■ **Excerpted passage**
┄┄┄┄┄┄┄┄┄┄┄┄┄┄┄┄┄┄┄┄
Human failure, human error, software corruption, theft, computer viruses and hardware destruction are the primary cause for the data loss. In order to safeguard your data you need to have a disaster recovery plan for your environment. A major part of that disaster recovery plan is protecting your data. A good backup  is much more than mere data protection: Backup must manage data, not just protect it.

Servers, systems, and data are the lifeblood of your business. There are often hundreds of servers or sub-components that can fail, and many ways that both environmental and human factors can trigger such failures.  It is impossible to predict in which manner the next failure might occur.  However, it can be surprisingly straightforward to implement appropriate protections that will limit the occurrences and the impact of the inevitable failures.

Some of the statistics are as follows:

  • The consequences of data loss are dire; here is a sampling of just a few statistics related to the impact of data loss on business:
  • 93% of companies that lost their data center for 10 days or more due to a disaster, filed for bankruptcy within one year of the disaster(National Archives & Records Administration in Washington)
  • 77% of those companies who do test their tape backups found backup failures. (Boston Computing Network, Data Loss Statistics)
  • 50% of all tape backups fail to restore. (Gartner)
  • 25% of all PC users suffer from data loss each year (Gartner)

Here are some of the insights for you to review the backup and recovery solutions.

  1. Anatomy of a backup solution

The first thing that’s needed to make sure backups are completed is an integrated management and monitoring system designed with a simple, single-pane of glass dashboard so that you can tell the status of your backups and your vaulting (disaster recovery) operations at a glance.  Operating systems and applications must be integrated with the solution. Bare-metal recovery, disasters, and compliance must be considered. The top three areas with respect to data protection that cause the most wasted time include making sure that all backups are completed, squeezing out that last bit of performance and dealing with the agile data center.

  1. Importance of RPO & RTO

RPO (The amount of work that can be lost and will need to be redone in the event of data loss) and RTO (The amount of time it will take before employees can start working after a data loss event). One thing that many people take for granted is the fact that your RPO and RTO should be measured against all of your IT assets (such as laptops, workstations, etc) distributed throughout your company– not just those within your data center.  It’s wonderful to talk about lowering your RPO and RTO, but if you haven’t included all of the IT assets, then you’re just kidding yourself in terms of what your overall protection levels are.

  1. Power of BareMetal Recovery

Disk-to-disk backup systems with “bare metal” capability provide much faster backups and reduce the backup time window enough that all critical information can be protected. Bare metal technology takes a full snapshot of the operating system and all applications and allows them to be fully restored to a new, “bare metal” server in a matter of one or two hours, instead of several days.
┄┄┄┄┄┄┄┄┄┄┄┄┄┄┄┄┄┄┄┄
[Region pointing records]
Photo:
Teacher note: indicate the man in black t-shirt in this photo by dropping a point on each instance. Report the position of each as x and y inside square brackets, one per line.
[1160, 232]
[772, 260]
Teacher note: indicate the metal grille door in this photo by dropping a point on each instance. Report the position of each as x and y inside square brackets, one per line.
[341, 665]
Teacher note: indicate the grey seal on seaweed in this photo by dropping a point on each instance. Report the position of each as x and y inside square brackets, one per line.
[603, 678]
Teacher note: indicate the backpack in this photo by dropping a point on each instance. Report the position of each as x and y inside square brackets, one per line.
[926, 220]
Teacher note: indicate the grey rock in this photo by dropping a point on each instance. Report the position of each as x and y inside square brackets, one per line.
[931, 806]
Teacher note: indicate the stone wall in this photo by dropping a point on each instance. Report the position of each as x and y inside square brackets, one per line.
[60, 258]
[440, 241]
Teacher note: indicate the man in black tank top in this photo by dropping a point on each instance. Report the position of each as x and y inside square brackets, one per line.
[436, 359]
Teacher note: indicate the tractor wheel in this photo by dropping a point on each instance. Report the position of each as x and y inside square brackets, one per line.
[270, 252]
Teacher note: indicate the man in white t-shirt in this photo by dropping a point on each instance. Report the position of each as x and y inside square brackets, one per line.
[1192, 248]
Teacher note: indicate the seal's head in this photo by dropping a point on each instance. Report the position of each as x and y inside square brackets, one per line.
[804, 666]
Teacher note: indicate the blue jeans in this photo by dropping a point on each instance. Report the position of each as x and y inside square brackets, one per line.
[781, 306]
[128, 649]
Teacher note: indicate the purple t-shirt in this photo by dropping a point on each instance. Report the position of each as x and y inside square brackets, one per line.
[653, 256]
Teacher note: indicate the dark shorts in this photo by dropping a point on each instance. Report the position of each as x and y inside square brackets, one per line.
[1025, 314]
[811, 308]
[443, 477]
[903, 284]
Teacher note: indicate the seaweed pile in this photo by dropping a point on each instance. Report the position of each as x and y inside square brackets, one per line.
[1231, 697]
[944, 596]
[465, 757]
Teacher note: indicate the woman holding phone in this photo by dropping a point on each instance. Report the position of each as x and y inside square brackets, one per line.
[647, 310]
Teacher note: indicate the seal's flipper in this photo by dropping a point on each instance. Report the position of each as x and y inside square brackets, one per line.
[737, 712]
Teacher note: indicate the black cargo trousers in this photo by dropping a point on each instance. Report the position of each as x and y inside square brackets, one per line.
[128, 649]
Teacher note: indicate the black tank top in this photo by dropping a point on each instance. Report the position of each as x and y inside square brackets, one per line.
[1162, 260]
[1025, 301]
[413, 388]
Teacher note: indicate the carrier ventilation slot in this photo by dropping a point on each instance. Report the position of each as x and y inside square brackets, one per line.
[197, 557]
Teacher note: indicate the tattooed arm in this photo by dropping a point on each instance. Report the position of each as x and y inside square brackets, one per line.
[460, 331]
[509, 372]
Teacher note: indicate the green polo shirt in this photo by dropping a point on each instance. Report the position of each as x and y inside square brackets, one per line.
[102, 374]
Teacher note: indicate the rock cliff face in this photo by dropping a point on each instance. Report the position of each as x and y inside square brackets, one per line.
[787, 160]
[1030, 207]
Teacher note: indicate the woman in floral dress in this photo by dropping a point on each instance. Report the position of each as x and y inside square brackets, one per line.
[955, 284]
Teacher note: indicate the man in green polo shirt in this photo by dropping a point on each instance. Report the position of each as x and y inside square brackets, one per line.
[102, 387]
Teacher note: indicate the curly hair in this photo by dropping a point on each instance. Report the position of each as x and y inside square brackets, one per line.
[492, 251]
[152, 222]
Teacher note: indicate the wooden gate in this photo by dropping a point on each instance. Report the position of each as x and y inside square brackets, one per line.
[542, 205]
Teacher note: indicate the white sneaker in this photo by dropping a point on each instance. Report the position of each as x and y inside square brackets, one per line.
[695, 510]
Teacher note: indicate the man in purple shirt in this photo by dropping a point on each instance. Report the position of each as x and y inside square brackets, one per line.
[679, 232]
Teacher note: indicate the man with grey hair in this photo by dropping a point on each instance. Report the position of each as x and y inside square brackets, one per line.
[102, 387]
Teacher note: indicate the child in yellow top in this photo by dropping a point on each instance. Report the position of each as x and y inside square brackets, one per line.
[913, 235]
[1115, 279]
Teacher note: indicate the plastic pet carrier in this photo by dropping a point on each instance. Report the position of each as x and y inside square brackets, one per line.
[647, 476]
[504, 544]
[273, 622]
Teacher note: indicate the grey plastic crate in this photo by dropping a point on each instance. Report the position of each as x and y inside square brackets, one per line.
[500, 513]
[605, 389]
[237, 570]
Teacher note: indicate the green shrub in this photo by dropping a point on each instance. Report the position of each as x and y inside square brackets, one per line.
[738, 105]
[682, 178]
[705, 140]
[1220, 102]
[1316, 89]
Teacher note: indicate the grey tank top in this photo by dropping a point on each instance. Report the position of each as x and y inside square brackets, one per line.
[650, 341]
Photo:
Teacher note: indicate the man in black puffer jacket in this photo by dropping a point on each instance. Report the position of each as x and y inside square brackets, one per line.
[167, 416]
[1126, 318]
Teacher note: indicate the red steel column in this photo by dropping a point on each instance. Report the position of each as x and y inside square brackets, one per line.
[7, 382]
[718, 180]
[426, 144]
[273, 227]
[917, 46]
┄┄┄┄┄┄┄┄┄┄┄┄┄┄┄┄┄┄┄┄
■ **Exercise instructions**
1 > From the data backup passage, extract everything from "Human failure, human" down to "the inevitable failures.".
2 > According to the data backup passage, how long does bare metal technology take to fully restore the operating system and applications to a new server?

■ **Solutions to each task**
1 >
Human failure, human error, software corruption, theft, computer viruses and hardware destruction are the primary cause for the data loss. In order to safeguard your data you need to have a disaster recovery plan for your environment. A major part of that disaster recovery plan is protecting your data. A good backup  is much more than mere data protection: Backup must manage data, not just protect it.

Servers, systems, and data are the lifeblood of your business. There are often hundreds of servers or sub-components that can fail, and many ways that both environmental and human factors can trigger such failures.  It is impossible to predict in which manner the next failure might occur.  However, it can be surprisingly straightforward to implement appropriate protections that will limit the occurrences and the impact of the inevitable failures.

2 > One or two hours, instead of several days.